* Textauszug *
^^^^^^^^

1 Bialetti Kaffeemaschine / 2 Espressomaschine To-Go von Wacaco / 3 French Press von PO: Selected

Individualität und Ästhetik bei der Zubereitung werden insgesamt weiter großgeschrieben, was insbesondere Pour Over-Handfilter und Espressokannen jetzt sehr selbstbewusst zeigen. Sensationell futuristisch und eine gelungene Idee aus Aluminiumguss finden wir hier den Kaffeebereiter von O-Lyfe, der wahlweise mit Papier- oder Edelstahl-Kaffeefilter funktioniert. Die minimalistischen Linien bringen das robuste Material stilsicher zur Geltung. In diese designorientierte Reihe gehören Neuauflagen von Klassikern wie die Edelstahl-Espressokanne aus dem Jahr 1979 des Münchner Stardesigners Richard Sapper für Alessi. Der fast rohe, technische Entwurf erinnert an die Bauhaus-Formensprache und zeichnet sich durch Sappers charakteristische Sachlichkeit der Dinge aus, die ausgezeichnet zum handwerklichen Anspruch der hochwertigen Kaffeezubereitung passt.

^^^^^^^^

[Einträge aus einem Datensatz]
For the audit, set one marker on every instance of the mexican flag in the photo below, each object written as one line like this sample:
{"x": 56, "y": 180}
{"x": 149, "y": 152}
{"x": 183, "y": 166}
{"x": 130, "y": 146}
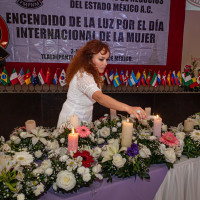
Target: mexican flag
{"x": 14, "y": 77}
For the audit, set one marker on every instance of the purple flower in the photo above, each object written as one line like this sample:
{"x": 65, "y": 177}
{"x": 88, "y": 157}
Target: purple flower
{"x": 133, "y": 150}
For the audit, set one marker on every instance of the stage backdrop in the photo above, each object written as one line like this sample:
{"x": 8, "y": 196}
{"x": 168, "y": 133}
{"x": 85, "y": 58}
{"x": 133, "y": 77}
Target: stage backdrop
{"x": 42, "y": 33}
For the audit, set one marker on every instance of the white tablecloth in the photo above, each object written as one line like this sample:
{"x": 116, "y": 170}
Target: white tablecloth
{"x": 181, "y": 182}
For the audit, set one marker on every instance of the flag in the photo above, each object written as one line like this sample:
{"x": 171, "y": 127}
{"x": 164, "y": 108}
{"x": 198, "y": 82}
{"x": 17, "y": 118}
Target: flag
{"x": 116, "y": 80}
{"x": 143, "y": 79}
{"x": 4, "y": 77}
{"x": 41, "y": 77}
{"x": 179, "y": 77}
{"x": 154, "y": 79}
{"x": 126, "y": 78}
{"x": 34, "y": 78}
{"x": 21, "y": 76}
{"x": 138, "y": 77}
{"x": 187, "y": 79}
{"x": 159, "y": 77}
{"x": 148, "y": 79}
{"x": 163, "y": 81}
{"x": 27, "y": 77}
{"x": 106, "y": 78}
{"x": 194, "y": 84}
{"x": 111, "y": 75}
{"x": 132, "y": 80}
{"x": 121, "y": 77}
{"x": 48, "y": 77}
{"x": 55, "y": 78}
{"x": 168, "y": 81}
{"x": 13, "y": 77}
{"x": 62, "y": 78}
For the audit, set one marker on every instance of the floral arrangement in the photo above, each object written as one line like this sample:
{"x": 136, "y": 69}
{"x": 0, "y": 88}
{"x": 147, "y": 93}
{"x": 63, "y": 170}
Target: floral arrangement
{"x": 31, "y": 163}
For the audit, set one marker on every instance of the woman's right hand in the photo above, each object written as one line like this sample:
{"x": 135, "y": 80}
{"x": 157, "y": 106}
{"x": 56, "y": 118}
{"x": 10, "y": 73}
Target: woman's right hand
{"x": 138, "y": 112}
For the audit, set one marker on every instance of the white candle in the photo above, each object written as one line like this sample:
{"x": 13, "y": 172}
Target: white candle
{"x": 188, "y": 125}
{"x": 74, "y": 121}
{"x": 30, "y": 124}
{"x": 72, "y": 141}
{"x": 113, "y": 114}
{"x": 157, "y": 126}
{"x": 127, "y": 133}
{"x": 148, "y": 111}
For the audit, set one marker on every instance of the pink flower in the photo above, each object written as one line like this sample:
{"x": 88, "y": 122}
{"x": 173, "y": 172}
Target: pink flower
{"x": 169, "y": 139}
{"x": 83, "y": 131}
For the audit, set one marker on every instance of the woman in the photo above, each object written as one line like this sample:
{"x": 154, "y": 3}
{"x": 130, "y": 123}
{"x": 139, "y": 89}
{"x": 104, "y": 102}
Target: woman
{"x": 84, "y": 81}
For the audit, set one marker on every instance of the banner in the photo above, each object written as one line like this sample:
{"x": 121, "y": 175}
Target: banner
{"x": 52, "y": 31}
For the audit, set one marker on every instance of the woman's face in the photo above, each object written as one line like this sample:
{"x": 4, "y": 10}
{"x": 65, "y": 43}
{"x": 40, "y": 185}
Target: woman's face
{"x": 100, "y": 60}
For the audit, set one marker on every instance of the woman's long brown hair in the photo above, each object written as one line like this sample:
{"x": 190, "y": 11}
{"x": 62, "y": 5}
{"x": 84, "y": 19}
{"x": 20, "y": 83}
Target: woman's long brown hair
{"x": 83, "y": 61}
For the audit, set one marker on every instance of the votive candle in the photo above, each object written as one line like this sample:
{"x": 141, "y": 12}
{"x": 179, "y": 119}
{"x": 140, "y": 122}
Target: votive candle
{"x": 188, "y": 125}
{"x": 30, "y": 125}
{"x": 113, "y": 114}
{"x": 73, "y": 141}
{"x": 157, "y": 126}
{"x": 127, "y": 133}
{"x": 74, "y": 121}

^^^^^^^^

* Schriftliche Aufgabe 1 *
Aus welchem Jahr stammt laut dem Textauszug die Edelstahl-Espressokanne, die Richard Sapper für Alessi entworfen hat?
* Schriftliche Aufgabe 2 *
Fahren Sie mit dem Text über designorientierte Kaffeezubereiter im Anschluss an dessen letzten Satz fort.

* Schriftliche Antwort 1 *
Aus dem Jahr 1979.

* Schriftliche Antwort 2 *
Alessi
O-Lyfe
Hario

Ein Comeback in Zeiten neuer Werte und der Entschleunigung feiern klassische Cona-Kannen mit ihren zwei übereinanderliegenden kolbenartigen Glaskammern. Das hier zugrunde liegende Unterdruck-Prinzip wurde Anfang des 19. Jahrhunderts in Deutschland erfunden. Man braucht etwas Muse, da sich bei diesem Verfahren der fertige Kaffee viel Zeit zum Durchlaufen nimmt. Hersteller Hario kombiniert jetzt den optisch sinnlichen Vakuumbereiter mit dem Prinzip der italienischen Herdkännchen, sprich, das Pulver wird vollständig in Wasser aufgelöst und dann durch Papier gefiltert, wodurch der Kaffee viel Körper fürs samtige Gaumengefühl entwickelt.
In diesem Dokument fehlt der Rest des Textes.